**Collection entries**.

--- --- ---

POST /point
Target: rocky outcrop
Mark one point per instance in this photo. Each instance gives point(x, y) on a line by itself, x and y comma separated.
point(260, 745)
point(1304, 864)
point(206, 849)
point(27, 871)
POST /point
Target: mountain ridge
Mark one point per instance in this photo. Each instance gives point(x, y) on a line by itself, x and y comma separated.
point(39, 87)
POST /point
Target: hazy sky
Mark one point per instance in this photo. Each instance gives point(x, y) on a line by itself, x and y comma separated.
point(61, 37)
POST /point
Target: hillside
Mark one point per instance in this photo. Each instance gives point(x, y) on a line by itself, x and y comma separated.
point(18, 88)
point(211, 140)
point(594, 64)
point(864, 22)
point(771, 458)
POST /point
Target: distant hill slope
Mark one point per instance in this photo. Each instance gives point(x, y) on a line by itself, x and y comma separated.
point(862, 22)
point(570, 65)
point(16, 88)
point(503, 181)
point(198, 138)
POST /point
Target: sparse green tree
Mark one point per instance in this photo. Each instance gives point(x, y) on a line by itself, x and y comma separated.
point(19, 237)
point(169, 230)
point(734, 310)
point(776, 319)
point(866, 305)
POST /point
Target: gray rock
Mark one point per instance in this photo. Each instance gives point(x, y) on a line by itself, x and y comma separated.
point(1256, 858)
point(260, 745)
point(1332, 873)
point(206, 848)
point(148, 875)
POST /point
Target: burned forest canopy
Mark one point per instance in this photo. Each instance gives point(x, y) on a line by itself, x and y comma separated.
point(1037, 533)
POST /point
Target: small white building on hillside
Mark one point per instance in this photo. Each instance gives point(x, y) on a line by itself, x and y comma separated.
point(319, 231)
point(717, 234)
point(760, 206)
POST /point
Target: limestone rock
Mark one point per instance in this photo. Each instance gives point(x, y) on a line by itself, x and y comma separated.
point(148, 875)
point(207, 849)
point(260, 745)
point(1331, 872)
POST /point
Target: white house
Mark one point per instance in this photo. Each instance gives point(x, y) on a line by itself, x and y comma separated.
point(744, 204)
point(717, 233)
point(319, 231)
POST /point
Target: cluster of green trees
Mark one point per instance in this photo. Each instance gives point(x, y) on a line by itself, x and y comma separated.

--- --- ---

**SET TASK**.
Rewrite every line of the items above as a numbered list, omitting any blank lines.

**RESULT OF THIS EXERCISE**.
1. POST /point
2. Target: rocky outcrop
3. Mark one point per instance in this photo. Each instance gives point(x, y) on a line by itself, x and y comma separated.
4. point(260, 745)
5. point(1304, 864)
6. point(206, 849)
7. point(27, 871)
8. POST /point
9. Target: mountain ridge
10. Mark one point per instance in this photo. Each instance gives point(x, y) on a line by itself, x and y comma separated.
11. point(39, 87)
12. POST /point
13. Target: hazy sky
14. Mark one point per instance in this photo. Each instance gives point(x, y) on a line by itself, x and y comma separated.
15. point(61, 37)
16. POST /point
17. Target: hillside
18. Mark one point per instance in this photo. Each instance gives point(x, y) on a line by itself, x and y comma separated.
19. point(18, 88)
20. point(211, 140)
21. point(594, 64)
22. point(864, 22)
23. point(771, 458)
24. POST /point
25. Target: distant hill slope
26. Mark one point per instance in this photo. Each instance gives point(x, y) on a line by itself, x and y comma separated.
27. point(862, 22)
28. point(570, 65)
29. point(16, 88)
30. point(503, 181)
31. point(198, 138)
32. POST /point
33. Target: sparse green tree
34. Mark one point per instance in this photo. Each instance gives point(x, y) on a line by itself, x and y comma separated.
35. point(19, 237)
36. point(169, 230)
37. point(734, 310)
38. point(776, 319)
39. point(866, 305)
40. POST /point
41. Target: gray rock
42. Mark one point per instance in this photo. Each instance gives point(x, y) on a line by itself, x and y comma separated.
43. point(1256, 858)
44. point(260, 745)
45. point(1332, 873)
46. point(206, 848)
47. point(148, 875)
48. POST /point
49. Target: burned forest canopy
50. Mark one point per instance in this photo. Each instance gives point(x, y) on a line by itself, x and y comma separated.
51. point(1037, 533)
52. POST /point
53. Target: small white building on hillside
54. Mark one point per instance in this photo. Each instance gives point(x, y) on a line by itself, x and y comma separated.
55. point(319, 231)
56. point(717, 234)
57. point(760, 206)
58. POST /point
59. Target: limestone rock
60. Mark one point per instance in this photo. Each instance gives point(x, y) on a line by itself, x and y comma separated.
61. point(148, 875)
62. point(207, 849)
63. point(260, 745)
64. point(1331, 872)
65. POST /point
66. Target: white house
67. Mark one point per instance in this photo. Each instance gives point(x, y) on a line by itself, x and y comma separated.
68. point(744, 204)
69. point(717, 233)
70. point(319, 231)
71. POST /point
72. Target: cluster of green trees
73. Mark one point per instance in this photo. Each instance gives point(x, y) on a line by itself, x and y comma separated.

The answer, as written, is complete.